Filter the records down to every line that contains the string "dark", and copy those lines.

(Items from a dataset)

● ● ● ● ● ● ●

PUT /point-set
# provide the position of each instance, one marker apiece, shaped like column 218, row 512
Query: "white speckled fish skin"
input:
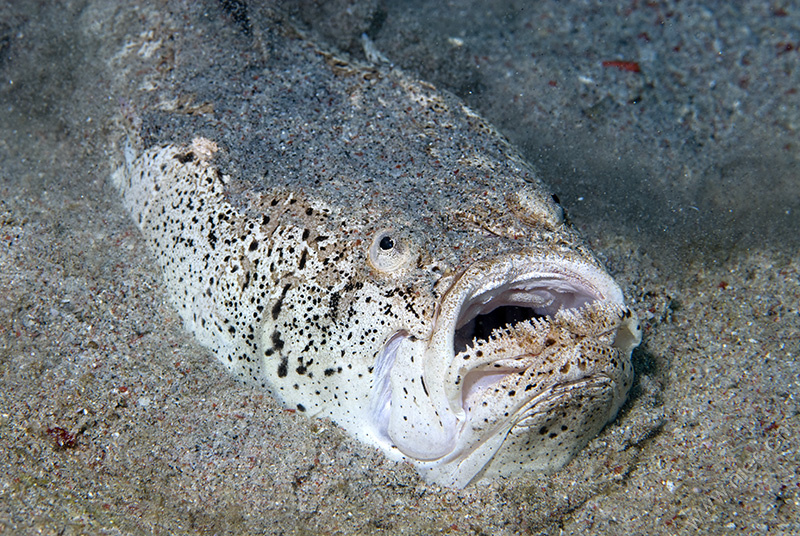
column 375, row 254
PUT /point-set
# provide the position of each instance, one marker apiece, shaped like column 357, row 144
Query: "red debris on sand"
column 630, row 66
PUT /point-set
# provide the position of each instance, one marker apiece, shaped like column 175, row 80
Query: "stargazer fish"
column 367, row 248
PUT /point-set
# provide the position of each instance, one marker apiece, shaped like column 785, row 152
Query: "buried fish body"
column 366, row 248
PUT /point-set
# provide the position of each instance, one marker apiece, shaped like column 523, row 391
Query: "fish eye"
column 390, row 251
column 386, row 243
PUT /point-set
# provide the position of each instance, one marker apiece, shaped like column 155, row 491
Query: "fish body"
column 366, row 248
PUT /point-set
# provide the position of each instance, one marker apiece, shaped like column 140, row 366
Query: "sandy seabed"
column 668, row 129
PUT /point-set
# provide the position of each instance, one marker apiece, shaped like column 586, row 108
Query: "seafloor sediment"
column 682, row 176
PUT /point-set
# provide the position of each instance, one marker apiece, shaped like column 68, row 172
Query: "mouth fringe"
column 491, row 311
column 510, row 328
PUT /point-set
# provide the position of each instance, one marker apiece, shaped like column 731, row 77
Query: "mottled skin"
column 396, row 267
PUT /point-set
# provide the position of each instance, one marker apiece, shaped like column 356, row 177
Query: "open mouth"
column 511, row 326
column 486, row 312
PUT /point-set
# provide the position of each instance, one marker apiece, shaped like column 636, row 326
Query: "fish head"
column 525, row 359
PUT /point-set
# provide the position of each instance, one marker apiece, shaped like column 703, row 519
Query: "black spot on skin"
column 386, row 243
column 276, row 309
column 334, row 304
column 184, row 158
column 237, row 10
column 277, row 342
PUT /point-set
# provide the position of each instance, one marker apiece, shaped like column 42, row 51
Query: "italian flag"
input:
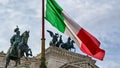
column 85, row 41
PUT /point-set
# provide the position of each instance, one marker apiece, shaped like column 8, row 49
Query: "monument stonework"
column 55, row 58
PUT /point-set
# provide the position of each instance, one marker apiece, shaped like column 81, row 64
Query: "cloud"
column 4, row 1
column 100, row 18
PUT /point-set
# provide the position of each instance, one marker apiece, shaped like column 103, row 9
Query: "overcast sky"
column 99, row 17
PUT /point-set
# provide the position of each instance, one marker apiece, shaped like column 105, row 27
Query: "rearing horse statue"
column 21, row 48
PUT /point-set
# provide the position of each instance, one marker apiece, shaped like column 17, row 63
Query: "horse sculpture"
column 68, row 45
column 54, row 40
column 22, row 48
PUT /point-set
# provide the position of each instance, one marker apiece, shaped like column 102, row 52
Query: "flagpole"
column 43, row 64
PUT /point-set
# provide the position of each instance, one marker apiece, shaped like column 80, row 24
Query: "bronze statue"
column 54, row 40
column 18, row 47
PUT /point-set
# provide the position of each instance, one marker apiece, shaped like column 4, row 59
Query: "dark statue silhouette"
column 59, row 43
column 18, row 48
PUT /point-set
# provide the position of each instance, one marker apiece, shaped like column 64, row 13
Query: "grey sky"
column 99, row 17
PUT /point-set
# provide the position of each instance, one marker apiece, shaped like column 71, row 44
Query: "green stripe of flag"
column 54, row 15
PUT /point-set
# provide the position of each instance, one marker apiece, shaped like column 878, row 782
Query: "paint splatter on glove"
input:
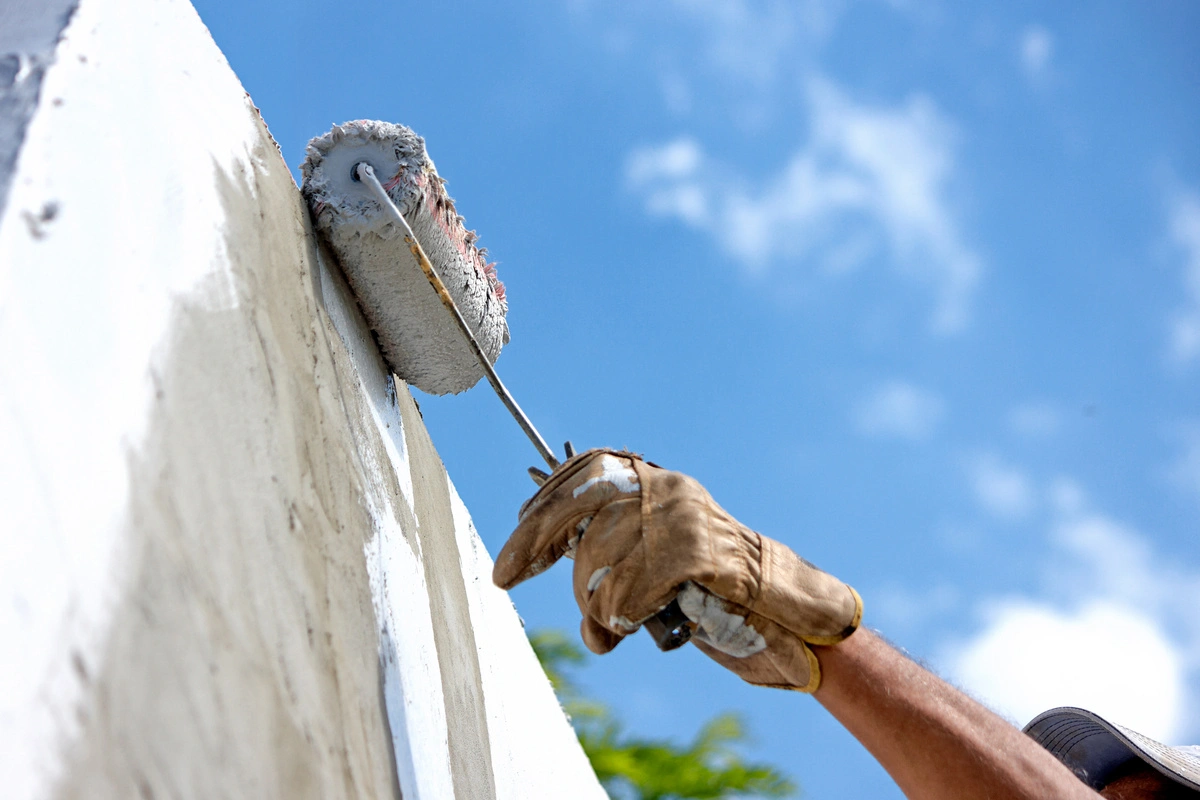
column 642, row 535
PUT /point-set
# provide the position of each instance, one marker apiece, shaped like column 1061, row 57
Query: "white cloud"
column 1036, row 49
column 1183, row 211
column 865, row 173
column 900, row 410
column 1003, row 491
column 1107, row 657
column 1114, row 630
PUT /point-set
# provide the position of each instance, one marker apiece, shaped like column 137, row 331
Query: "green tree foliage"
column 631, row 768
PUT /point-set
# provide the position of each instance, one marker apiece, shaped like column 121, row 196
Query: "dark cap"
column 1096, row 749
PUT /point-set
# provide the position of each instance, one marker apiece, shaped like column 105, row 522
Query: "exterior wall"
column 233, row 564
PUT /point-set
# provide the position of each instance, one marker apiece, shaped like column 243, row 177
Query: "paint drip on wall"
column 417, row 334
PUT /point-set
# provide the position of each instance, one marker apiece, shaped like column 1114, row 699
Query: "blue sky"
column 912, row 287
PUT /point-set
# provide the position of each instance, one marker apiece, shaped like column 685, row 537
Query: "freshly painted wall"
column 232, row 563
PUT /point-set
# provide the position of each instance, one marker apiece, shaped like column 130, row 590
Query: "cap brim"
column 1095, row 749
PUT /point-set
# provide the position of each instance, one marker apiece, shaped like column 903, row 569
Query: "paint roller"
column 384, row 233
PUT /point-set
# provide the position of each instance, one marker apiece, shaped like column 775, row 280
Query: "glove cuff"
column 815, row 606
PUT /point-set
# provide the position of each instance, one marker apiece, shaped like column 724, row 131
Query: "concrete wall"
column 233, row 564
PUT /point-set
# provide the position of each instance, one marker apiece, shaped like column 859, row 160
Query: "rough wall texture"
column 234, row 565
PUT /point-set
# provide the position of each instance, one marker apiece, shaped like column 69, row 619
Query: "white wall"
column 231, row 560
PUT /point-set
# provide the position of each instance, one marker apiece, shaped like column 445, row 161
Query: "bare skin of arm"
column 935, row 741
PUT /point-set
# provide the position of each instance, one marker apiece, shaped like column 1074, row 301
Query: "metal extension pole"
column 364, row 173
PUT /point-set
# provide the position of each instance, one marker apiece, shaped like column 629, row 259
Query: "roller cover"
column 415, row 332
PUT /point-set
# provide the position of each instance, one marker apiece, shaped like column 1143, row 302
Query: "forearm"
column 934, row 740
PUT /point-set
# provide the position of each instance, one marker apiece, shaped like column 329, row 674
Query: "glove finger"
column 612, row 534
column 759, row 650
column 599, row 638
column 575, row 492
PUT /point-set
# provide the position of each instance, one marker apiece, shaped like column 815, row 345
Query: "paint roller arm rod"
column 364, row 173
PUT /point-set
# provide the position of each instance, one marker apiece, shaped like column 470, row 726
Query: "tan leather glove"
column 642, row 535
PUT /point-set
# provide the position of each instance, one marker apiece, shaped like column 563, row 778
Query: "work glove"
column 642, row 535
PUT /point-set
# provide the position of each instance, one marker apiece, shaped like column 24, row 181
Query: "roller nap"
column 417, row 335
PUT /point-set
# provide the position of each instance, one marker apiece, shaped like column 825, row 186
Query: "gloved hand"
column 641, row 535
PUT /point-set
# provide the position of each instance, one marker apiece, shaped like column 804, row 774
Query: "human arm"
column 935, row 741
column 641, row 535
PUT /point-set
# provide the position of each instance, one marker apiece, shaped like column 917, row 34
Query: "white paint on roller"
column 417, row 334
column 717, row 626
column 615, row 473
column 597, row 577
column 207, row 558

● ● ● ● ● ● ●

▸ **THE OUTPUT**:
Query: "dark statue silhouette"
Query: "dark cap"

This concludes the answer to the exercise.